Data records
######

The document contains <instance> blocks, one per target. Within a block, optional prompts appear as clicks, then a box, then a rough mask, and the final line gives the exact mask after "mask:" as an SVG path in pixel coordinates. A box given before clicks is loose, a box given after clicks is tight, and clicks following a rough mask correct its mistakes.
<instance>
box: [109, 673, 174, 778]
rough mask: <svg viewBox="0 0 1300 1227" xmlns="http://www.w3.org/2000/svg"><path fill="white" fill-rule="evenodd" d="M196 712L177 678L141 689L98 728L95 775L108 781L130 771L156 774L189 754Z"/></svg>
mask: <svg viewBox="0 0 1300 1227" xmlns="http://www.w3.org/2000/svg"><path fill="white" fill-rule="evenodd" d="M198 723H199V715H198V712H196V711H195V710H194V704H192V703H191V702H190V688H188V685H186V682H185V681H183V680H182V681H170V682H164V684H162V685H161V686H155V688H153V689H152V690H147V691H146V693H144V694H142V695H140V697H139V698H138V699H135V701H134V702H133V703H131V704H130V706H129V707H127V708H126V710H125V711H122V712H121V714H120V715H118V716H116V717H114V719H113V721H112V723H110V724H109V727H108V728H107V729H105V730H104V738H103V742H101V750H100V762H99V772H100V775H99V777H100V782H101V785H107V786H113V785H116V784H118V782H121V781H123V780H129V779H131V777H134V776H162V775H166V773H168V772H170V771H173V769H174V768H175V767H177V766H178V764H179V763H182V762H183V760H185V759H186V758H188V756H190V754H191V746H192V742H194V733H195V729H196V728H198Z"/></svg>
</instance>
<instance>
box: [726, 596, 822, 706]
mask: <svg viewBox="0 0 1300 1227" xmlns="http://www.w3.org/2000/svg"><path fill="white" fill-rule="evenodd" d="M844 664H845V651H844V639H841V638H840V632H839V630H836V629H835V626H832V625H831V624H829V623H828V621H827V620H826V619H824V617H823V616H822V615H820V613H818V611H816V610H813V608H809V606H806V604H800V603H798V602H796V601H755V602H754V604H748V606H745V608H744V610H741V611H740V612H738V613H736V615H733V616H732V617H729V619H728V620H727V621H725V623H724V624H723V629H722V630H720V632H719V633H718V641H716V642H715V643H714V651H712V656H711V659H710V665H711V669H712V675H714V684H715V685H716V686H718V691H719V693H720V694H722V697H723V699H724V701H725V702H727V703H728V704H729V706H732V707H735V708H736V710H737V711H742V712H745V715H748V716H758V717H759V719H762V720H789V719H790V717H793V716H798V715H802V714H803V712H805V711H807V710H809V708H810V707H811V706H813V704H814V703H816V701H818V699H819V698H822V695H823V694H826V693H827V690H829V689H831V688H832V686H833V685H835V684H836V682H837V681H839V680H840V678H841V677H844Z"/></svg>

######

**What the task asks**
Transcribe the records in full, word for word.

**Answer box**
The document contains <instance> blocks, one per target. Within a block, optional prompts appear as clicks, then a box, then a rough mask, and the final line gives the exact mask after "mask:" as an SVG path in pixel coordinates. A box given before clicks is loose, a box given after clicks is tight, and clicks following a rough mask correct its mistakes.
<instance>
box: [109, 673, 174, 778]
rough mask: <svg viewBox="0 0 1300 1227" xmlns="http://www.w3.org/2000/svg"><path fill="white" fill-rule="evenodd" d="M196 712L177 678L141 689L98 728L95 775L108 781L130 771L156 774L189 754Z"/></svg>
mask: <svg viewBox="0 0 1300 1227" xmlns="http://www.w3.org/2000/svg"><path fill="white" fill-rule="evenodd" d="M198 723H199V715H198V712H196V711H195V710H194V704H192V703H191V702H190V688H188V685H186V682H185V681H183V680H182V681H170V682H164V684H162V685H161V686H155V688H153V689H152V690H147V691H146V693H144V694H142V695H140V697H139V698H138V699H135V701H134V702H133V703H131V704H130V706H129V707H127V708H126V710H125V711H122V712H121V714H120V715H118V716H116V717H114V719H113V721H112V723H110V724H109V727H108V728H107V729H105V730H104V738H103V742H101V750H100V762H99V772H100V775H99V777H100V782H101V785H107V786H113V785H116V784H118V782H121V781H123V780H129V779H131V777H134V776H162V775H166V773H168V772H170V771H173V769H174V768H175V767H177V766H178V764H179V763H182V762H183V760H185V759H186V758H188V756H190V754H191V746H192V742H194V733H195V729H196V728H198Z"/></svg>
</instance>
<instance>
box: [726, 596, 822, 706]
mask: <svg viewBox="0 0 1300 1227" xmlns="http://www.w3.org/2000/svg"><path fill="white" fill-rule="evenodd" d="M844 664H845V651H844V639H841V638H840V632H839V630H836V629H835V626H832V625H831V624H829V623H828V621H827V620H826V619H824V617H823V616H822V615H820V613H818V611H816V610H813V608H809V606H806V604H800V603H798V602H796V601H755V602H754V604H748V606H745V608H744V610H741V611H740V612H738V613H736V615H733V616H732V617H729V619H728V620H727V621H725V623H724V624H723V629H722V630H720V632H719V633H718V641H716V642H715V643H714V651H712V656H711V659H710V665H711V669H712V675H714V684H715V685H716V686H718V691H719V693H720V694H722V697H723V699H724V701H725V702H727V703H728V704H729V706H732V707H735V708H736V710H737V711H742V712H745V715H748V716H758V717H759V719H762V720H789V719H790V717H793V716H798V715H802V714H803V712H805V711H807V710H809V708H810V707H811V706H813V704H814V703H816V701H818V699H819V698H822V695H823V694H826V693H827V690H829V689H831V688H832V686H833V685H835V684H836V682H837V681H839V680H840V678H841V677H844Z"/></svg>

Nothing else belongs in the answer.